▸ **Source extract**

<<<<

GREENS/EFA POLICY INPUTS FOR THE UPCOMING CIRCULAR ECONOMY ACT
>>>READ THE FULL PAPER HERE <<<
In 2020, the Commission adopted the Circular Economy Action Plan, as one of the main building blocks of the Green Deal. During the 2019-2024 legislative period, several pieces of legislation were introduced and revamped as follow up to the Plan, to increase circularity of products and product value chains, including the Ecodesign for Sustainable Products Regulation, the Directive on Repair of Goods, the Regulation on Packaging Waste, the Batteries Regulation, the Construction Products Regulation, the Waste Framework Directive, etc.
In 2024, the new Commission announced their willingness to further strengthen the EU circular economy regulatory and investment framework, by proposing a Circular Economy Act in 2026, which could consist of amendments to existing legislation, brand-new legislation, and complementary measures, such as increased funding aiming at establishing a single market for circular and second hand products as well as for secondary raw materials and waste. This paper provides the Greens/EFA input to the public consultation that the Commission launched in August 2025 as they start preparing the Act. Besides suggestions for legislative amendments, this paper also recommends shifting up a gear on the implementation of existing provisions.

>>>>

▸ **Directions**
1. According to the Greens/EFA paper, in what year does the Commission plan to propose a Circular Economy Act?
2. Reproduce a passage of the Greens/EFA paper: begin at the words "GREENS/EFA POLICY INPUTS" and stop after the words "Framework Directive, etc.".
3. Translate this sentence from the Greens/EFA paper into Spanish: "Besides suggestions for legislative amendments, this paper also recommends shifting up a gear on the implementation of existing provisions."
The items after this point come from a different source than the Greens/EFA paper.

▸ **Records shown**
<<<<

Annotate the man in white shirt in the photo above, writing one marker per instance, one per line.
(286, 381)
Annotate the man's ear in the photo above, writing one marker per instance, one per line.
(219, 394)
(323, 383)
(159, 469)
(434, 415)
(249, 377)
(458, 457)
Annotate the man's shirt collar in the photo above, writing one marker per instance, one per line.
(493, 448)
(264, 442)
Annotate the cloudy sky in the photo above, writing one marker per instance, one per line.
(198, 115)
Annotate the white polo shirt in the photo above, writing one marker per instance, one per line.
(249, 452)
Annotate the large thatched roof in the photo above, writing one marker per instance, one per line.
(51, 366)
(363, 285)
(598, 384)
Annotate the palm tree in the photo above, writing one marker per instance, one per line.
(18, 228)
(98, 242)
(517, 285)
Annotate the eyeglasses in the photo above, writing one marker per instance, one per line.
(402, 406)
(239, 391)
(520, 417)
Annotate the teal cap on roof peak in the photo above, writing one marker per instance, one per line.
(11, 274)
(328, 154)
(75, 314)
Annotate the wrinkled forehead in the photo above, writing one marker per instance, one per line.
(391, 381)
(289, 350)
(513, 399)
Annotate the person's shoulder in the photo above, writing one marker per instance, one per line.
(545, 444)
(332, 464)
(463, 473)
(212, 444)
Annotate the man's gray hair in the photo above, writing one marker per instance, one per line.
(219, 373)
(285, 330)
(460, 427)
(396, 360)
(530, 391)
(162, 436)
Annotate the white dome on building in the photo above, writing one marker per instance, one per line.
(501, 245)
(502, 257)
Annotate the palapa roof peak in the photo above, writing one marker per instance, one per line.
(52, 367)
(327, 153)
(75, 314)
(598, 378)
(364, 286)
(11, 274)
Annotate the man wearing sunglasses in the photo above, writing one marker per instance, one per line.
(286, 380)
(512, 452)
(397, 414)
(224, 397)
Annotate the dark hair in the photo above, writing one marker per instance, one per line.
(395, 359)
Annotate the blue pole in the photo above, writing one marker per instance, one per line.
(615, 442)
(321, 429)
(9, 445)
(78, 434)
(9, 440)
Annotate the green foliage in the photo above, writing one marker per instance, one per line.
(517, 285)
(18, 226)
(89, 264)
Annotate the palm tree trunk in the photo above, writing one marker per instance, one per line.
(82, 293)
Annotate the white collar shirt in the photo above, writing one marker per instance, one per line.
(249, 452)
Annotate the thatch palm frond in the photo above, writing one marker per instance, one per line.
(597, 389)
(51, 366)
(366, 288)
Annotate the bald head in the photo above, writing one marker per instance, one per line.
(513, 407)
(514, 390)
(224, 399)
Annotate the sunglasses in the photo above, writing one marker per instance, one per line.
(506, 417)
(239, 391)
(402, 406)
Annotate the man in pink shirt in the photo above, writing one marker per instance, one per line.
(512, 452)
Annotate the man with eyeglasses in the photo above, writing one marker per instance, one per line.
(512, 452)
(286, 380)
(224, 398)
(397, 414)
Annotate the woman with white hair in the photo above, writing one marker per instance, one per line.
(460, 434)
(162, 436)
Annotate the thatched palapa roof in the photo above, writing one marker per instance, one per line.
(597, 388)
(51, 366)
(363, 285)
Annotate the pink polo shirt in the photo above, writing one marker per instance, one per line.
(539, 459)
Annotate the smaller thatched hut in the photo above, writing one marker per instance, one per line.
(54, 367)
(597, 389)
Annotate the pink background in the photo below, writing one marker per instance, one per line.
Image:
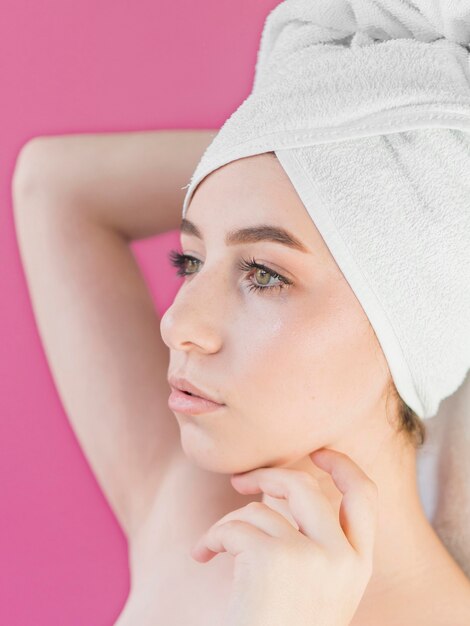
(72, 67)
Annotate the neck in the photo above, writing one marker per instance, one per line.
(409, 557)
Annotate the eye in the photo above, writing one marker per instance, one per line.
(264, 274)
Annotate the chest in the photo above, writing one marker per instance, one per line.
(179, 591)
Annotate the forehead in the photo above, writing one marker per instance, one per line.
(249, 192)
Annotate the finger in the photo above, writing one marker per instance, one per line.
(310, 508)
(259, 515)
(234, 536)
(359, 505)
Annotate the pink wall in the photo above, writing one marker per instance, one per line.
(73, 67)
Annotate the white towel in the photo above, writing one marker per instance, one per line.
(372, 127)
(366, 104)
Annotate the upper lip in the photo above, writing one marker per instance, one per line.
(185, 385)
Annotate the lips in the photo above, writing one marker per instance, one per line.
(184, 385)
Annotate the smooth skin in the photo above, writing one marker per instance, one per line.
(72, 198)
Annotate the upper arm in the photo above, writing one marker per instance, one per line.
(101, 336)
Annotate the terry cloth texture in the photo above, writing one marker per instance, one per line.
(366, 104)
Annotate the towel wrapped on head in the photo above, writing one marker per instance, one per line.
(366, 104)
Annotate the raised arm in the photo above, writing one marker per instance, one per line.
(78, 202)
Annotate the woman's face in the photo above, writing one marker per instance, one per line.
(297, 367)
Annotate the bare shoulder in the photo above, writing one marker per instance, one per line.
(189, 500)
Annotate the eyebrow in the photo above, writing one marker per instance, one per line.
(253, 234)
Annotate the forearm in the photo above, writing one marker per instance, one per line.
(129, 182)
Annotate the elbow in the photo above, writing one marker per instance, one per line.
(32, 172)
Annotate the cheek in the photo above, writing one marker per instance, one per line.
(323, 364)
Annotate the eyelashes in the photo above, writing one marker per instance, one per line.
(180, 261)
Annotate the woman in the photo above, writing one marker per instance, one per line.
(298, 368)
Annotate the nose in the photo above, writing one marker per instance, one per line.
(197, 318)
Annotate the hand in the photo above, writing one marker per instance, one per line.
(313, 576)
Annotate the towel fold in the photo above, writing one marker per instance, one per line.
(367, 107)
(366, 104)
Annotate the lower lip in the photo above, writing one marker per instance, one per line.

>>>>

▸ **Responses in order**
1. 2026.

2.
GREENS/EFA POLICY INPUTS FOR THE UPCOMING CIRCULAR ECONOMY ACT
>>>READ THE FULL PAPER HERE <<<
In 2020, the Commission adopted the Circular Economy Action Plan, as one of the main building blocks of the Green Deal. During the 2019-2024 legislative period, several pieces of legislation were introduced and revamped as follow up to the Plan, to increase circularity of products and product value chains, including the Ecodesign for Sustainable Products Regulation, the Directive on Repair of Goods, the Regulation on Packaging Waste, the Batteries Regulation, the Construction Products Regulation, the Waste Framework Directive, etc.

3. Además de sugerencias de enmiendas legislativas, este documento también recomienda intensificar la aplicación de las disposiciones existentes.